[Provided data]
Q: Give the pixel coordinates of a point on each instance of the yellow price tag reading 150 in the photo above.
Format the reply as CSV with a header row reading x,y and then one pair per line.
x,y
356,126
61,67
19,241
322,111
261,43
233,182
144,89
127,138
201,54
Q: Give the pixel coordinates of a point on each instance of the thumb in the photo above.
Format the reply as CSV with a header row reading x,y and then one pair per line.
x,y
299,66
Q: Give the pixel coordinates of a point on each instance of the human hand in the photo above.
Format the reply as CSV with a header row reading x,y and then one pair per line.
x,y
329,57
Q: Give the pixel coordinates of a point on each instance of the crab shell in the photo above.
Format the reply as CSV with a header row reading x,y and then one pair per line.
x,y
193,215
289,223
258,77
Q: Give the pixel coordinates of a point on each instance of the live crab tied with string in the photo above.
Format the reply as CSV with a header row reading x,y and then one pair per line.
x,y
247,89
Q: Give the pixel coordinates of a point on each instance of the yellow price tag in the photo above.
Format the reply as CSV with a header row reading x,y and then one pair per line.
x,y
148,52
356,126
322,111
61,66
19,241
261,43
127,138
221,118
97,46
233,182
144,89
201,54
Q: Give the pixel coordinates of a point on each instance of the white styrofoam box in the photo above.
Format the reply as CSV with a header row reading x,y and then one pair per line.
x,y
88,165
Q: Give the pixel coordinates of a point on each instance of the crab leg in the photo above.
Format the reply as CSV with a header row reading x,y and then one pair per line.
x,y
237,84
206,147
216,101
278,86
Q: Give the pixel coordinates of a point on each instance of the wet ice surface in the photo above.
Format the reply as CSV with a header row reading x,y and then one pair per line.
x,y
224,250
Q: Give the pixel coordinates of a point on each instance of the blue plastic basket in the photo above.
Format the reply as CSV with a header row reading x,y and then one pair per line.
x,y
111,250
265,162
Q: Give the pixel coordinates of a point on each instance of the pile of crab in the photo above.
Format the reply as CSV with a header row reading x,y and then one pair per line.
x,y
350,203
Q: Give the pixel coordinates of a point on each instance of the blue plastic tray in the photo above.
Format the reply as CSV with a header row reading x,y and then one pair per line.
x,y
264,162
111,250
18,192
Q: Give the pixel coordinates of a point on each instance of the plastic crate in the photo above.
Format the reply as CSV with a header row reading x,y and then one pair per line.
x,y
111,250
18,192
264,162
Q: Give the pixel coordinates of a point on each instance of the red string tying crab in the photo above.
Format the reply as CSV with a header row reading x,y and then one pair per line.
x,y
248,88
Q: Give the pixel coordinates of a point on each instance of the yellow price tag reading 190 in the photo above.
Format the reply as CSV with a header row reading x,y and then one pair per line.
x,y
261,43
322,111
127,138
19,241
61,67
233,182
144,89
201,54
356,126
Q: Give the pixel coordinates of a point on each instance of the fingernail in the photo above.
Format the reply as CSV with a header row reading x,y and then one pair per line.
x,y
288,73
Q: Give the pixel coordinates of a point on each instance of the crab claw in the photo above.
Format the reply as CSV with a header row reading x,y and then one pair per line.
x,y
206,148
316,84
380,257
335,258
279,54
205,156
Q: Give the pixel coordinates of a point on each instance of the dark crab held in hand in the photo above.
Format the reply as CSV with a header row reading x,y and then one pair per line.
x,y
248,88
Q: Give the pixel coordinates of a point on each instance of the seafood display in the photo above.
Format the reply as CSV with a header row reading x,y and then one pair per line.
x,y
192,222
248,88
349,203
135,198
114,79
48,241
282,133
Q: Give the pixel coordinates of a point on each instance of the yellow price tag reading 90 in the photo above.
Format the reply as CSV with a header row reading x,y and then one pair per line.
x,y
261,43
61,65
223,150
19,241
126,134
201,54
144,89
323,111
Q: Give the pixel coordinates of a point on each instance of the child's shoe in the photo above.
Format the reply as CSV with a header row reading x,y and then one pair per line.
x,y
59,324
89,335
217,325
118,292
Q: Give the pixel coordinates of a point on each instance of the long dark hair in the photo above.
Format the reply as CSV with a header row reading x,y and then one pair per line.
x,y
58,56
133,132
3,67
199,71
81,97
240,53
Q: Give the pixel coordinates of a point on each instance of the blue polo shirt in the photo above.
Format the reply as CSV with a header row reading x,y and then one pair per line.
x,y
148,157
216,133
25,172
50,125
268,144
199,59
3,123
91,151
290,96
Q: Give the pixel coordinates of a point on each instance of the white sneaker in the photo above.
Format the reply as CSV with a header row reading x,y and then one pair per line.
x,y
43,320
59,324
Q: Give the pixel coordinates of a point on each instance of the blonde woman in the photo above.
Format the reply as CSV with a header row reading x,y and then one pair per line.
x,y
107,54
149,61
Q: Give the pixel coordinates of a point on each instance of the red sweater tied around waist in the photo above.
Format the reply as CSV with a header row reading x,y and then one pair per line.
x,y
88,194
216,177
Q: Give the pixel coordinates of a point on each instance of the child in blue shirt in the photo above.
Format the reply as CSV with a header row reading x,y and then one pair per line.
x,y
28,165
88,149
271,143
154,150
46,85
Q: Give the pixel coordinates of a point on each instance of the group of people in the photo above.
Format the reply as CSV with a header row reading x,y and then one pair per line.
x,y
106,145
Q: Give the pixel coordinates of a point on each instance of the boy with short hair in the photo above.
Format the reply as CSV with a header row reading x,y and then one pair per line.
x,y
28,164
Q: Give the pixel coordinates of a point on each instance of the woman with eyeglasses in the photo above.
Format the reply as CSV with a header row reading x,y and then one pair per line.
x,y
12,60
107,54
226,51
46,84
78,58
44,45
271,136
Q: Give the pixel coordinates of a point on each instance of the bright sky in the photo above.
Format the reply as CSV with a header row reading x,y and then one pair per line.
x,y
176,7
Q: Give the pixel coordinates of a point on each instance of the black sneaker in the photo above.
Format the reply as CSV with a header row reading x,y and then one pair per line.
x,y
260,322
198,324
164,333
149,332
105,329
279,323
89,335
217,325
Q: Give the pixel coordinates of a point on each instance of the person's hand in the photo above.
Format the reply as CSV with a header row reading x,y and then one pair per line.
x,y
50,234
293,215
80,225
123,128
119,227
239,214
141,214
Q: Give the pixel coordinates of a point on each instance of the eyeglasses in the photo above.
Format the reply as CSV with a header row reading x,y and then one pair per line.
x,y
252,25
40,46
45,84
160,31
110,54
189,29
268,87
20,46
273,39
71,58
[/Provided data]
[Provided data]
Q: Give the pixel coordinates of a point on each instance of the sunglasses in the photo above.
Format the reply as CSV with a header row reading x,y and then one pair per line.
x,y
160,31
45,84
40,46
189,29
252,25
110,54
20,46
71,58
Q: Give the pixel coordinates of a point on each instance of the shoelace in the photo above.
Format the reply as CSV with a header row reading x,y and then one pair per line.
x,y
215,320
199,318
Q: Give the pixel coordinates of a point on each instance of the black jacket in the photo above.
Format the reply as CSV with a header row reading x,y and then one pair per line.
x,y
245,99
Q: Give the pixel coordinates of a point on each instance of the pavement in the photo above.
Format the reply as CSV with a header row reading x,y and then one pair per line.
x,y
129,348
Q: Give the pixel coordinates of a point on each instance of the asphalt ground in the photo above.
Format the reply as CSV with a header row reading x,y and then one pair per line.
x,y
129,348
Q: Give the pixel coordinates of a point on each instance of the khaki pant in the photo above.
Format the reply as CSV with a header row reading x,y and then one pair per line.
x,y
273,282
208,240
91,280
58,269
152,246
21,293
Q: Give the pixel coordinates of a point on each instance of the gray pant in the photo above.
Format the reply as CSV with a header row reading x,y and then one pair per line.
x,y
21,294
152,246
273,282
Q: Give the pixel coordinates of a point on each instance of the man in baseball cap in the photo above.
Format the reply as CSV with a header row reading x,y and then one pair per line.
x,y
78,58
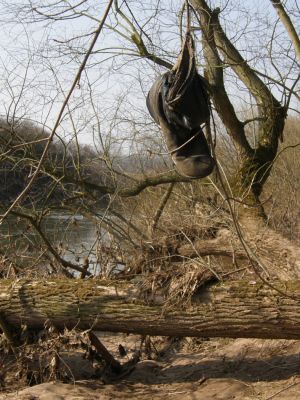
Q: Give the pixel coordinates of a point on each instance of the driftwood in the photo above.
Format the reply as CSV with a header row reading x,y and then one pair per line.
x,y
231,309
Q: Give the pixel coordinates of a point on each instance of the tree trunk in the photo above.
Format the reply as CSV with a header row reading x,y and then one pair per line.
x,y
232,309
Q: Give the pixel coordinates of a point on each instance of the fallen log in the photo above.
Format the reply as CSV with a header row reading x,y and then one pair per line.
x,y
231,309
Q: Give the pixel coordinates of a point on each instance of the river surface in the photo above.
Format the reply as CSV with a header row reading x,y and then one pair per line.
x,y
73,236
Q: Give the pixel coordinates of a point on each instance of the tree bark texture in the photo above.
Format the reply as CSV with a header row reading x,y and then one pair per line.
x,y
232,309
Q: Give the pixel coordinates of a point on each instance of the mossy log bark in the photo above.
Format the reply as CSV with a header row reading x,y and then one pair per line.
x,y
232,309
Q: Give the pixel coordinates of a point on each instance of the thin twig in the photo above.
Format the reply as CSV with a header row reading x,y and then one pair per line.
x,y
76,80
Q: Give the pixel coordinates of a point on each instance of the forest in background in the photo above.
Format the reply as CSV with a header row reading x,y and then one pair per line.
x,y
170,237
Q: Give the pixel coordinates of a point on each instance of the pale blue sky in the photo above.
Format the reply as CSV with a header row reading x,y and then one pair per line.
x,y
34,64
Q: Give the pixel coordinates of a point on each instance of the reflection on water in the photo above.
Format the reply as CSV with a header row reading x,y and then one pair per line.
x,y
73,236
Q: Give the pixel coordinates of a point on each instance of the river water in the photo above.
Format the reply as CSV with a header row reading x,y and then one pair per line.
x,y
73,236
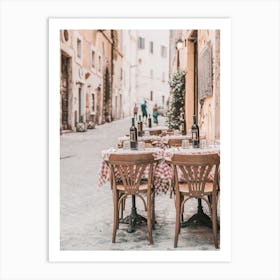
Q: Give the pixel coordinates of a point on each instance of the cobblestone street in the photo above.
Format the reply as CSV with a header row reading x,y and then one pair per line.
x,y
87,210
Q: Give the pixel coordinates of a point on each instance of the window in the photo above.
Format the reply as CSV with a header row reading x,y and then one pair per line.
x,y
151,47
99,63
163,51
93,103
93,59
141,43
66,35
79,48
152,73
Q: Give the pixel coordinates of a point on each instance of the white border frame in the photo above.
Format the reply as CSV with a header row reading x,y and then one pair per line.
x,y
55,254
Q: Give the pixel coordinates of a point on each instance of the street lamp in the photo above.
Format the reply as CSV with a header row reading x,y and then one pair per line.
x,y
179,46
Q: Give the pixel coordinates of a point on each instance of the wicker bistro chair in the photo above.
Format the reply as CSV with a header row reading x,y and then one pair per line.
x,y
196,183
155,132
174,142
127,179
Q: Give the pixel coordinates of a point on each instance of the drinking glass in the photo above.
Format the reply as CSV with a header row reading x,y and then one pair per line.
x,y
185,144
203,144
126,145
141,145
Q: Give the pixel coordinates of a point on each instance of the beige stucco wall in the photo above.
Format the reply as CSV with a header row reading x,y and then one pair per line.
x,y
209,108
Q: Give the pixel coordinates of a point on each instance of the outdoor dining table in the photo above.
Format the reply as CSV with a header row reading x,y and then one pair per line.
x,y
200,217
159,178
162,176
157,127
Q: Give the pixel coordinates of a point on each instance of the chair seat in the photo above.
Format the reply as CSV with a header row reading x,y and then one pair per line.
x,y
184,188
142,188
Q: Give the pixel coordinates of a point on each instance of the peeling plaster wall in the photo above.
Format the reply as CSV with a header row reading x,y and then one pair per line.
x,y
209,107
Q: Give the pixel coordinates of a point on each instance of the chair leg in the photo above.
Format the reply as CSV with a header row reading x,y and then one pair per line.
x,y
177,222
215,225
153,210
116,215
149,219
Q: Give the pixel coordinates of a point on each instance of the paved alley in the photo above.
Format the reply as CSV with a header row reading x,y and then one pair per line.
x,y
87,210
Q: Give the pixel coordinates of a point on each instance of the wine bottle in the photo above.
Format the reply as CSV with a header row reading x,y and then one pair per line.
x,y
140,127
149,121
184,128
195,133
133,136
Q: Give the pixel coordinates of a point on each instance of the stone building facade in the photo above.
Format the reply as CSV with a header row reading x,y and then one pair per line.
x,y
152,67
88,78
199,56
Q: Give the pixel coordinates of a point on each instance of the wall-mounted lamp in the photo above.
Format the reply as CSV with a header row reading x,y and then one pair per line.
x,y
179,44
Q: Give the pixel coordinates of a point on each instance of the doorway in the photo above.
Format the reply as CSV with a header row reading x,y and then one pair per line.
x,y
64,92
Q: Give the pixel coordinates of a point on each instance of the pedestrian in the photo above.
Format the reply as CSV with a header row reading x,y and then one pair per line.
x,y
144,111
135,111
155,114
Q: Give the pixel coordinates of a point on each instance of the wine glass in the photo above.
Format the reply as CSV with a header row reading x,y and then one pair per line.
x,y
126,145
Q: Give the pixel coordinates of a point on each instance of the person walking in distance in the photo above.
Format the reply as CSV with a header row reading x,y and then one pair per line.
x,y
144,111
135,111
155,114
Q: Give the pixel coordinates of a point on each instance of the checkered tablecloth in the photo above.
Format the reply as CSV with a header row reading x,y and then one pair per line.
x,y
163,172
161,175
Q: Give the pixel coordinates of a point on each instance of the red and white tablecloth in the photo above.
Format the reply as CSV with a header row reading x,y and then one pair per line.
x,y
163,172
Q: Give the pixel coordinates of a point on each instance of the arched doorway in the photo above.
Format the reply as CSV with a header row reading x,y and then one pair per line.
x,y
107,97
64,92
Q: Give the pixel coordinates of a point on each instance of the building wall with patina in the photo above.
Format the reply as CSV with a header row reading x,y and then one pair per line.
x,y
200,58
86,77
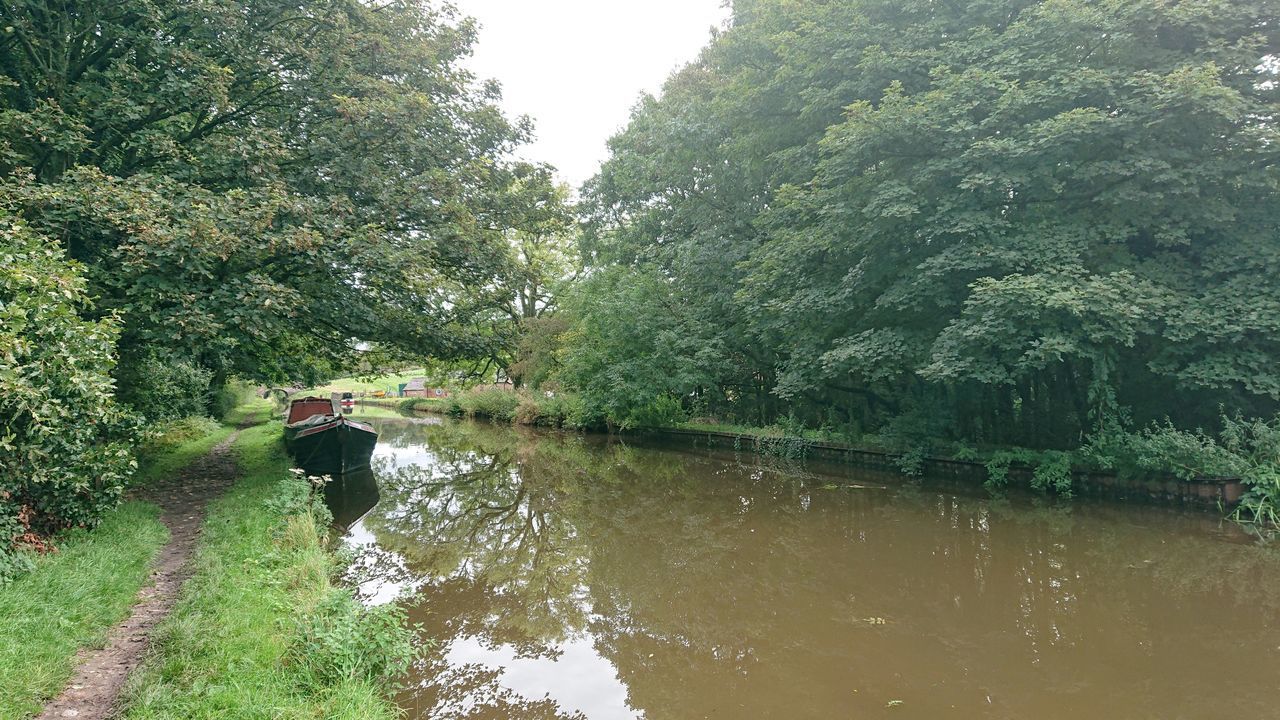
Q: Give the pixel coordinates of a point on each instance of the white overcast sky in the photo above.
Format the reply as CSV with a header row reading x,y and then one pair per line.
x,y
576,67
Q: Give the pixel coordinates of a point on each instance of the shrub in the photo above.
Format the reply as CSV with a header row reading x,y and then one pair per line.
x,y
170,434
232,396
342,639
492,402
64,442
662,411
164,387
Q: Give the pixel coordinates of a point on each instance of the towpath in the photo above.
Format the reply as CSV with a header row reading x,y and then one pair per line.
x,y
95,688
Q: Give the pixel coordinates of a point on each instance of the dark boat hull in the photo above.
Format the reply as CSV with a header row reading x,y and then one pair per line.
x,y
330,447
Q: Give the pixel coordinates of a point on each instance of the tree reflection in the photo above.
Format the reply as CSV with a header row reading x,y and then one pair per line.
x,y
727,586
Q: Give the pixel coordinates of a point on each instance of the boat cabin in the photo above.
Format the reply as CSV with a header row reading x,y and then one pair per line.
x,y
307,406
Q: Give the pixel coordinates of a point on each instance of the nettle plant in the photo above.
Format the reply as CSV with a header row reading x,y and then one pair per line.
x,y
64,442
[/Provided data]
▶ [Work request] Wherever the word "boat" turns up in the records above, copy the line that holds it.

▶ [The completed task]
Q: Give the pixel coordinates of a point on each instance of the dark boat hull in the photo above.
Q: Give the pixel coordinates of a point on each instance of the boat cabin in the photo above.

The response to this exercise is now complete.